Prompt:
Please restate, word for word, each line from the one containing "Put a dot on each instance of the zebra ear" through the end of the entries below.
*** Provided records Section Begins ***
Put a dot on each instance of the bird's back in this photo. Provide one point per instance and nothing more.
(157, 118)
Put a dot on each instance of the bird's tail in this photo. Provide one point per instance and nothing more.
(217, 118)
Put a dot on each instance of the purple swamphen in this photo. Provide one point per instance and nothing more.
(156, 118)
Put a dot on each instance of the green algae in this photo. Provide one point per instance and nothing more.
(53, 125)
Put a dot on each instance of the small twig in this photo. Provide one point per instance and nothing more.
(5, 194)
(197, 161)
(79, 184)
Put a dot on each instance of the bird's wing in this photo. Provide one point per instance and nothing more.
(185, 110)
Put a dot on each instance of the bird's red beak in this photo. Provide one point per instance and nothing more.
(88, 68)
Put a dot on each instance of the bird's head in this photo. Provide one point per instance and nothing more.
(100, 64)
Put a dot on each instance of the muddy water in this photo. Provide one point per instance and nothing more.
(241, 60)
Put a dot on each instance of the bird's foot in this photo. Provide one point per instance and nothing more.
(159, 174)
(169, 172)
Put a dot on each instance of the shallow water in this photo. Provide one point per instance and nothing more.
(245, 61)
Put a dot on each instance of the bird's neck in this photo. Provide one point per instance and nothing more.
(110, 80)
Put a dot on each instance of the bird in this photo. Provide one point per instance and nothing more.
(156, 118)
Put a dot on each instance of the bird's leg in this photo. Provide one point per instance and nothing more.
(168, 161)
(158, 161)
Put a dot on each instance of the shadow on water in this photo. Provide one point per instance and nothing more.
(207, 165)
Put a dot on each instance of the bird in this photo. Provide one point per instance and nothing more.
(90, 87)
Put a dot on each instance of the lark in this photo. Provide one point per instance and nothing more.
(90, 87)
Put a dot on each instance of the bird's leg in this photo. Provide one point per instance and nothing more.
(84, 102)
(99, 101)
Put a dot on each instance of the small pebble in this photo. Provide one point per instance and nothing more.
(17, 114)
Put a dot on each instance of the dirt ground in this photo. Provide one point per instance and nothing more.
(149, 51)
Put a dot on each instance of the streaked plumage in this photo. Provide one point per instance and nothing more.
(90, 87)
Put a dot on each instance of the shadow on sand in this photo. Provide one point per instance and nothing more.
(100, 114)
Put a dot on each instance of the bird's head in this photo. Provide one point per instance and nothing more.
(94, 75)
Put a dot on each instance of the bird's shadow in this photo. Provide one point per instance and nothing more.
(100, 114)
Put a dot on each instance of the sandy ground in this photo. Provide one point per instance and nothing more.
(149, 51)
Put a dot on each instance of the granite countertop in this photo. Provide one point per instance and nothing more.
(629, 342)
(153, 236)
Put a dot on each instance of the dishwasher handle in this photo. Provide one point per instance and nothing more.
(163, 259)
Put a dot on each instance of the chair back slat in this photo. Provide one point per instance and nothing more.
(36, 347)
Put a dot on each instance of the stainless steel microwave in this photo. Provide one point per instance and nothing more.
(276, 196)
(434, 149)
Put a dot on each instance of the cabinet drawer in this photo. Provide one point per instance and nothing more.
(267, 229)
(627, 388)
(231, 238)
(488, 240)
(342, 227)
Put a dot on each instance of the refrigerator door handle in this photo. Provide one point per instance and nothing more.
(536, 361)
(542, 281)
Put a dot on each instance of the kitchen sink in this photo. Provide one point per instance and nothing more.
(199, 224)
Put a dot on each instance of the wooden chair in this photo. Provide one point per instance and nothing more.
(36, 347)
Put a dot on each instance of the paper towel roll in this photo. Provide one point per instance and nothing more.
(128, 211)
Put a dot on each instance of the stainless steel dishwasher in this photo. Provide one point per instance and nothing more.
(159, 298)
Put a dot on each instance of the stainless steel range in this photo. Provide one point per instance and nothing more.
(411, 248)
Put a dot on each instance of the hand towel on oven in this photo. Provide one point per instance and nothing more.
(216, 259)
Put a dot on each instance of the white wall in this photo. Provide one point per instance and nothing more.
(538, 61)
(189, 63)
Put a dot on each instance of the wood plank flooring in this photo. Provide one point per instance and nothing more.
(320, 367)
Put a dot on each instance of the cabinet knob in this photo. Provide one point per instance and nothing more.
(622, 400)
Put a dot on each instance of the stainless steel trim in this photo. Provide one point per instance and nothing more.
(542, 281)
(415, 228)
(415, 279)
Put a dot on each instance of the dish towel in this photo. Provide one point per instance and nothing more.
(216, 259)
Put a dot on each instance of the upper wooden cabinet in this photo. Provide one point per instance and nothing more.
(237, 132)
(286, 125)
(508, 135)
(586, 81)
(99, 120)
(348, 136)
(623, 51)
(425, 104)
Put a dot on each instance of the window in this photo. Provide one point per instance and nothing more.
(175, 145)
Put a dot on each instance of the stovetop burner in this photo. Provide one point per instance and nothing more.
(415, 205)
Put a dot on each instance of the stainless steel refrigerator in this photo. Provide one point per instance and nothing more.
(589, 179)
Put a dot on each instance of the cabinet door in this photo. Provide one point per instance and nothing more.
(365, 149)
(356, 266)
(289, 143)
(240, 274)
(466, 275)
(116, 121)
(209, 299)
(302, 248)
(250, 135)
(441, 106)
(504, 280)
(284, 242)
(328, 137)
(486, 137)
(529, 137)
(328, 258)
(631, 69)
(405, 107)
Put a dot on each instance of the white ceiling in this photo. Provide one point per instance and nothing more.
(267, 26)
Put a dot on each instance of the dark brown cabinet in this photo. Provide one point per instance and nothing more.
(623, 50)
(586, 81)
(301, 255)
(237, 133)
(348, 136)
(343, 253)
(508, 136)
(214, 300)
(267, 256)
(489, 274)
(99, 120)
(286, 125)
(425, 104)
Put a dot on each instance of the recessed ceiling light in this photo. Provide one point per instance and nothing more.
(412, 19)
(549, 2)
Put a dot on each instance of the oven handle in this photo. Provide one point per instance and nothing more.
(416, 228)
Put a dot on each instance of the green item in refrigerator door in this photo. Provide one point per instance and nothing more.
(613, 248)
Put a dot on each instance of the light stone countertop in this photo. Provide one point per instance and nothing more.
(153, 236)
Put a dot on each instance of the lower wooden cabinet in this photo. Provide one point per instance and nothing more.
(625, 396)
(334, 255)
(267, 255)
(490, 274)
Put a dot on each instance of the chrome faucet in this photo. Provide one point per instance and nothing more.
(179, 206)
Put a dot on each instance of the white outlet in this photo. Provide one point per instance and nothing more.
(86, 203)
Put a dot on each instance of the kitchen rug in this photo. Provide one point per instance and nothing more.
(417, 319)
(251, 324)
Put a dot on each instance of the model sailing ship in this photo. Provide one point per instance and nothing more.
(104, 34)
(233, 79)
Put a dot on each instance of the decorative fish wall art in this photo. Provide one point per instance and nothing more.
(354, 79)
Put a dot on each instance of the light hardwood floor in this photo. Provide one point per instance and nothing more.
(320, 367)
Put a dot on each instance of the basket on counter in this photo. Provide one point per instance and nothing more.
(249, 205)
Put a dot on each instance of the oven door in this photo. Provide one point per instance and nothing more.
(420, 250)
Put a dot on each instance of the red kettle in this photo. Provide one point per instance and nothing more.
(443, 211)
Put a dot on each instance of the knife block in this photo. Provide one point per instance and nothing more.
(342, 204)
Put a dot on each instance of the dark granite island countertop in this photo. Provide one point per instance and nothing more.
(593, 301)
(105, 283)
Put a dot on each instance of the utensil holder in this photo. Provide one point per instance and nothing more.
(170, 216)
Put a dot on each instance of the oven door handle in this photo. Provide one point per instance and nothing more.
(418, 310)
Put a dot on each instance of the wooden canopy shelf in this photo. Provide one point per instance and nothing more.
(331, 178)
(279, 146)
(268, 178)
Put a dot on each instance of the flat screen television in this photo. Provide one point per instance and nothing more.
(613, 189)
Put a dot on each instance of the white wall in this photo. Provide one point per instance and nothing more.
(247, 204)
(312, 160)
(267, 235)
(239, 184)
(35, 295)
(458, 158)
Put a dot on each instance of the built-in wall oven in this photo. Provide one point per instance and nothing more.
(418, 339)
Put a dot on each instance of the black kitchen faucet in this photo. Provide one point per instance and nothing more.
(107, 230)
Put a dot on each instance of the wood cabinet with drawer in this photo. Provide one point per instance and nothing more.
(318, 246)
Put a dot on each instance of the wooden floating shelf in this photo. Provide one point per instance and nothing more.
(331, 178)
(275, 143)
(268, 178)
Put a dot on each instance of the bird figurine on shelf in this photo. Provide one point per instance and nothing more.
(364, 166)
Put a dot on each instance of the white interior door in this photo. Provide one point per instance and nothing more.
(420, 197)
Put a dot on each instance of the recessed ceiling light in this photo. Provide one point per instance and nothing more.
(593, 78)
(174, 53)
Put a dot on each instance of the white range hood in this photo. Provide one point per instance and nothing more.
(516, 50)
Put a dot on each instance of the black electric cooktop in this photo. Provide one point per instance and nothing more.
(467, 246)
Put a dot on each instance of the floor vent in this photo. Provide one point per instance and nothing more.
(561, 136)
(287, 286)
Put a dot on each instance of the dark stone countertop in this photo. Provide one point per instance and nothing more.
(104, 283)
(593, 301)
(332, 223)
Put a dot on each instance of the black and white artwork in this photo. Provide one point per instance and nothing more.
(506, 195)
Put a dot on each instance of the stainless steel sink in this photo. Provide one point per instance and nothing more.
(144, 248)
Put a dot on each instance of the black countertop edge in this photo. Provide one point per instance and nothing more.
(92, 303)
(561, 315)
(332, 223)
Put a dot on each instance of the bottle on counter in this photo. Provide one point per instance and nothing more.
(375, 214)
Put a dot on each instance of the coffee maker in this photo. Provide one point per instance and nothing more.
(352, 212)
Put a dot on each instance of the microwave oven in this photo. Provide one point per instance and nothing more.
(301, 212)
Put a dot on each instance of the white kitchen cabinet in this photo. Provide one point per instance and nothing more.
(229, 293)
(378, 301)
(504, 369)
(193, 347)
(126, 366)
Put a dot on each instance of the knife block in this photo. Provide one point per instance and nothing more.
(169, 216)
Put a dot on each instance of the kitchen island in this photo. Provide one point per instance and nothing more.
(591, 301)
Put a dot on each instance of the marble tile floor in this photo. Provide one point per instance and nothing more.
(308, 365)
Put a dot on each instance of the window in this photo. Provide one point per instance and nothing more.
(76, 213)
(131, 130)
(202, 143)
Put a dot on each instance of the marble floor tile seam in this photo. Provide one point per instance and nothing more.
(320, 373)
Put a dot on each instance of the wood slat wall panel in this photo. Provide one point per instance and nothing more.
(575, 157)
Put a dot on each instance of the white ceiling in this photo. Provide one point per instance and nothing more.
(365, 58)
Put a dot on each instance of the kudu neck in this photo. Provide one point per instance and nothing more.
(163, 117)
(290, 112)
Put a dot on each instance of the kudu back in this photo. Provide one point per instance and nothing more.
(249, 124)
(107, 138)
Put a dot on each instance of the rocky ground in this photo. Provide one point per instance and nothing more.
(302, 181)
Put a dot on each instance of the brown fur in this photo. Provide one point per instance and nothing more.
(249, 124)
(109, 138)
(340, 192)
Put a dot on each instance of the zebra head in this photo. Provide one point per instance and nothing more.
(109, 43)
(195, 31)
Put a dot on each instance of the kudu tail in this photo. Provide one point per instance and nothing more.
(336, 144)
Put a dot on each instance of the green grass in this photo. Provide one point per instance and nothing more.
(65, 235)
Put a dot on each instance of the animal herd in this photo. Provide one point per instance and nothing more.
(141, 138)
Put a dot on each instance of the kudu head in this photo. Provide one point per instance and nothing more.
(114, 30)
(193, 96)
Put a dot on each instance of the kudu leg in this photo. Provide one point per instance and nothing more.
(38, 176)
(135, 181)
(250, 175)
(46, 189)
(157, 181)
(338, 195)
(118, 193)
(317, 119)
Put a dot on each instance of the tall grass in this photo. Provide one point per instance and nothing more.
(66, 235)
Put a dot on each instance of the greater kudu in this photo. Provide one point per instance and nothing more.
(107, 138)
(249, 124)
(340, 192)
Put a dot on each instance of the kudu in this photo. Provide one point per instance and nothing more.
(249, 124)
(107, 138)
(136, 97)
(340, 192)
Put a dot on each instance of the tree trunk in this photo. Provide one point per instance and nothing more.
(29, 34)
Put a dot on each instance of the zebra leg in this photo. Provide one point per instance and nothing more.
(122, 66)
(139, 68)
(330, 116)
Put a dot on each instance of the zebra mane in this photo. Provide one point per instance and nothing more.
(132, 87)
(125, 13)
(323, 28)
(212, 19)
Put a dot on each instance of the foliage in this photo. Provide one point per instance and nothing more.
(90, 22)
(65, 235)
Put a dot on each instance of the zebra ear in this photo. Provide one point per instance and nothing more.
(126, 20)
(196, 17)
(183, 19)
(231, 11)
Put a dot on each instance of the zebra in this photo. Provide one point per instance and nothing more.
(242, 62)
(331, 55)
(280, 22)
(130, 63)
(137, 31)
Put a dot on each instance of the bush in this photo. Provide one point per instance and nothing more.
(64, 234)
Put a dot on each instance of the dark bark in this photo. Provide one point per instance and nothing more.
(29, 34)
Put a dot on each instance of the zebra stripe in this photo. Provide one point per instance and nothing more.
*** Provided records Section Ends ***
Final answer:
Put a dot on each instance of the zebra ear in this photo. Provide one point per instance and nothing more.
(126, 20)
(196, 17)
(183, 19)
(231, 11)
Put a dot on each instance of the zebra in this photo. Provide one point per instance and nothing more.
(242, 62)
(331, 55)
(280, 22)
(130, 63)
(137, 31)
Put a dot on each instance of the bush in this photo. Provide one point per instance and nothing more.
(64, 234)
Put a dot on each instance of the dark bark in this photo. Provide one point per instance and nothing more.
(29, 34)
Put a dot on each instance of the zebra stripe in this photo. Provide one point per instance and nothing more.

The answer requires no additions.